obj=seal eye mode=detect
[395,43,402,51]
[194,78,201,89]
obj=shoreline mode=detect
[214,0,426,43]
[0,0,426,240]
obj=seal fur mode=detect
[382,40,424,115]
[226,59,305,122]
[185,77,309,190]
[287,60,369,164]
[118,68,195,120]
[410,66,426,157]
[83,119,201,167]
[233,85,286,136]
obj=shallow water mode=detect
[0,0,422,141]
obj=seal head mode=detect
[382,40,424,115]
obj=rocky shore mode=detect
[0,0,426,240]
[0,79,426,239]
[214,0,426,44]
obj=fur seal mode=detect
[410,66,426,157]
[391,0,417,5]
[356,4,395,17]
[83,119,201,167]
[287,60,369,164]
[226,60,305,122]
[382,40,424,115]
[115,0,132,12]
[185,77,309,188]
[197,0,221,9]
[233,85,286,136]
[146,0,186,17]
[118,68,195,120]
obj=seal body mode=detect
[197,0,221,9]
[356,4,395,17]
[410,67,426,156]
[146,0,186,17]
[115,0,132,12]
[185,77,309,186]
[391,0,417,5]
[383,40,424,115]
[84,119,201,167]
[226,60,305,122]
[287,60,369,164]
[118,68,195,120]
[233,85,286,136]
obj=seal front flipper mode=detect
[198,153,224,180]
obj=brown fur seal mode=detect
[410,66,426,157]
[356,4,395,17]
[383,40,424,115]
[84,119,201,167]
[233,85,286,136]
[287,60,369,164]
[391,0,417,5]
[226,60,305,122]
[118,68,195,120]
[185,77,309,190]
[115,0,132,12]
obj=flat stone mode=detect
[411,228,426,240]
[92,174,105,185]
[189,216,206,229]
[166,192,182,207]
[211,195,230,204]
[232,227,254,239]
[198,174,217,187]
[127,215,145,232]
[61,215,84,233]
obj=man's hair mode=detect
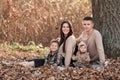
[50,39,59,45]
[83,16,94,22]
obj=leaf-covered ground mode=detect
[0,51,120,80]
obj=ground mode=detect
[0,51,120,80]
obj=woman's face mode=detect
[82,21,94,32]
[62,23,70,36]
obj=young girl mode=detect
[45,40,62,66]
[72,41,90,68]
[20,40,62,67]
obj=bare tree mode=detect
[92,0,120,58]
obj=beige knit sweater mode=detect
[59,35,76,67]
[77,29,105,63]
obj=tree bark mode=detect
[92,0,120,58]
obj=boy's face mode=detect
[82,20,94,32]
[80,46,87,52]
[50,42,58,52]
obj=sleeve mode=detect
[95,32,105,63]
[65,36,76,67]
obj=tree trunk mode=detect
[92,0,120,58]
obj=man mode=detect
[76,17,105,68]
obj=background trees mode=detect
[0,0,91,45]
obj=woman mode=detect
[59,21,76,67]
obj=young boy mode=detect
[20,40,62,67]
[72,41,90,68]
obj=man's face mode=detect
[82,20,94,32]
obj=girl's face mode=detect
[50,42,58,52]
[80,46,87,52]
[62,23,70,36]
[82,20,94,32]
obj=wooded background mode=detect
[0,0,92,46]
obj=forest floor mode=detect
[0,50,120,80]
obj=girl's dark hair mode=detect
[59,21,73,53]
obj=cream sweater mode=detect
[77,29,105,63]
[59,35,76,67]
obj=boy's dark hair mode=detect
[83,16,94,22]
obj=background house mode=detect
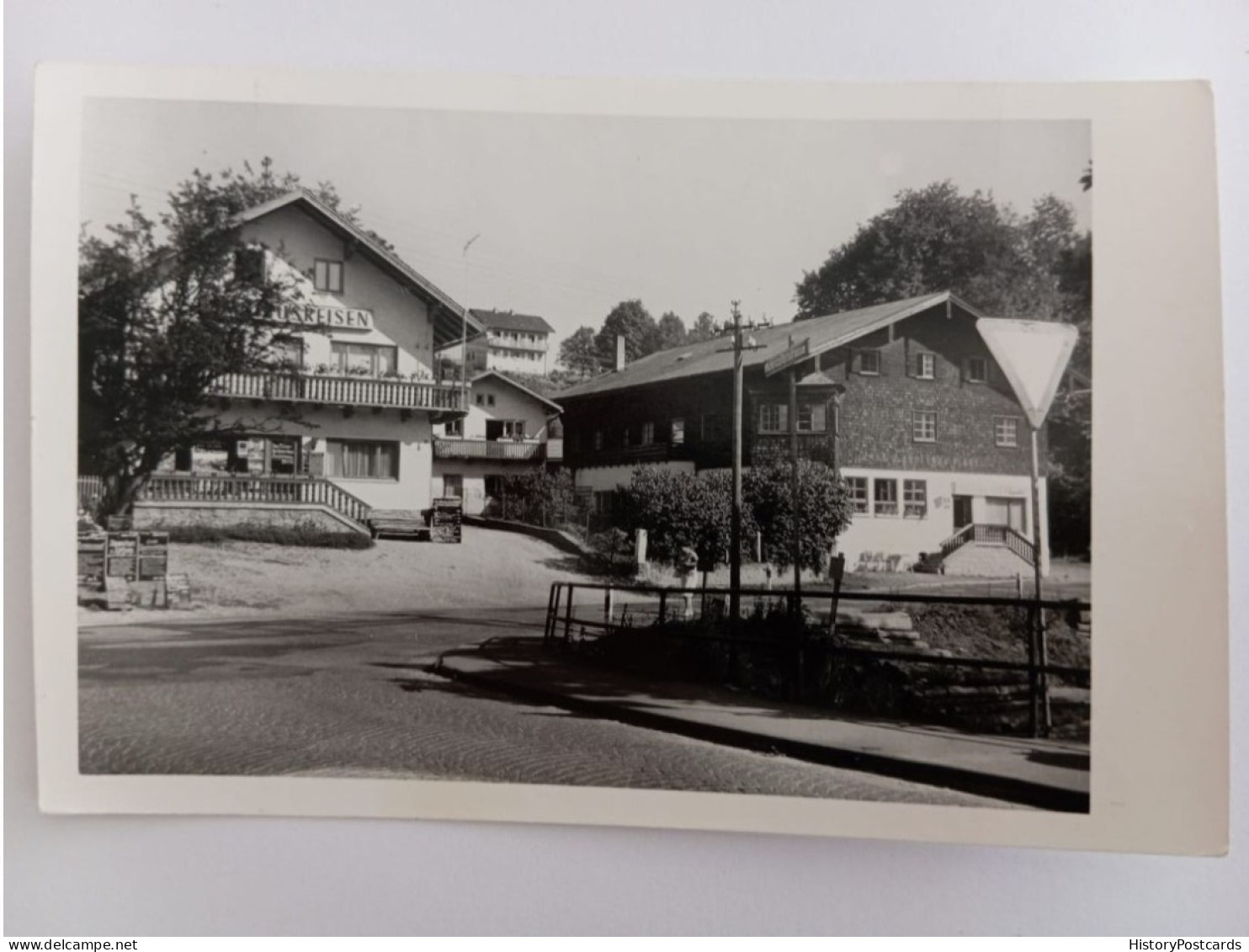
[433,371,561,515]
[438,309,555,376]
[560,292,1069,575]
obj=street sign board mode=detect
[975,317,1079,430]
[78,532,105,585]
[429,496,464,542]
[763,338,811,377]
[137,532,168,582]
[104,532,139,582]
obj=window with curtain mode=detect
[325,439,398,480]
[330,341,398,377]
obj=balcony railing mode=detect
[140,474,369,524]
[212,374,462,410]
[940,522,1035,565]
[433,439,545,462]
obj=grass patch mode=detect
[159,522,374,550]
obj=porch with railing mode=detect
[940,522,1035,565]
[211,374,464,410]
[433,439,546,462]
[139,474,371,526]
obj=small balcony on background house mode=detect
[433,436,546,462]
[210,374,465,418]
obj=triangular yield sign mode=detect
[975,317,1079,430]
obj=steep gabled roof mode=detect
[469,370,563,413]
[238,189,485,348]
[560,291,981,398]
[472,307,555,333]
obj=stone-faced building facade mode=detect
[560,292,1074,575]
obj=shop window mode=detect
[699,413,725,444]
[330,341,398,377]
[993,416,1019,446]
[901,480,928,519]
[846,476,869,513]
[759,403,789,433]
[872,480,898,516]
[325,439,398,480]
[911,410,937,444]
[798,403,826,433]
[312,258,343,294]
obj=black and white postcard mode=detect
[33,66,1228,854]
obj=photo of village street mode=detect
[77,100,1095,812]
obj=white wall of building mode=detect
[202,401,433,510]
[837,467,1050,573]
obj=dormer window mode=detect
[312,258,343,294]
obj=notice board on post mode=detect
[429,496,464,542]
[104,532,139,582]
[137,532,168,582]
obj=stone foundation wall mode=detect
[942,542,1033,578]
[135,503,367,535]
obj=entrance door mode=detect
[984,496,1028,535]
[954,496,972,529]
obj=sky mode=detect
[81,100,1092,349]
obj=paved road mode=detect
[78,609,1003,806]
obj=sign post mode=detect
[975,317,1079,736]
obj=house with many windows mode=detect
[433,370,562,515]
[136,191,482,529]
[560,292,1074,575]
[438,307,555,376]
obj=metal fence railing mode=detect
[544,582,1092,736]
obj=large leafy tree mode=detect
[594,299,660,367]
[560,327,599,379]
[741,455,852,572]
[795,181,1083,320]
[78,159,364,513]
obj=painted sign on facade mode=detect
[274,310,374,331]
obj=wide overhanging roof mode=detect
[238,189,485,348]
[560,291,981,401]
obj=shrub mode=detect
[168,522,374,550]
[491,470,576,526]
[743,457,852,572]
[614,466,754,571]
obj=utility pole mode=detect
[725,301,767,630]
[789,359,802,619]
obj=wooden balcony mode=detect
[139,474,369,527]
[433,437,546,462]
[212,374,464,411]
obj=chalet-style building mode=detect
[560,292,1074,575]
[433,370,562,515]
[136,191,482,529]
[438,307,555,376]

What is expected: Rescale every bounding-box coordinate in the listing by 0.4, rounding to whole numbers with halves going up, starting at the top of the listing and ending at the line containing "[214,0,426,44]". Rewrite only those lines, both ends included, and copy the obj= lines in that range unchanged.

Task answer:
obj=seal eye mode=detect
[158,17,161,20]
[78,31,80,36]
obj=shoreline mode=detect
[86,0,170,17]
[0,0,170,96]
obj=seal fur mode=detect
[153,16,170,46]
[90,24,122,49]
[74,31,124,76]
[115,24,148,66]
[47,27,78,48]
[164,26,170,63]
[33,48,80,67]
[93,34,114,54]
obj=shallow water mode=detect
[0,0,169,56]
obj=seal head mode=detect
[153,16,170,46]
obj=rocky shore mode=detect
[0,0,170,96]
[0,32,170,96]
[86,0,170,18]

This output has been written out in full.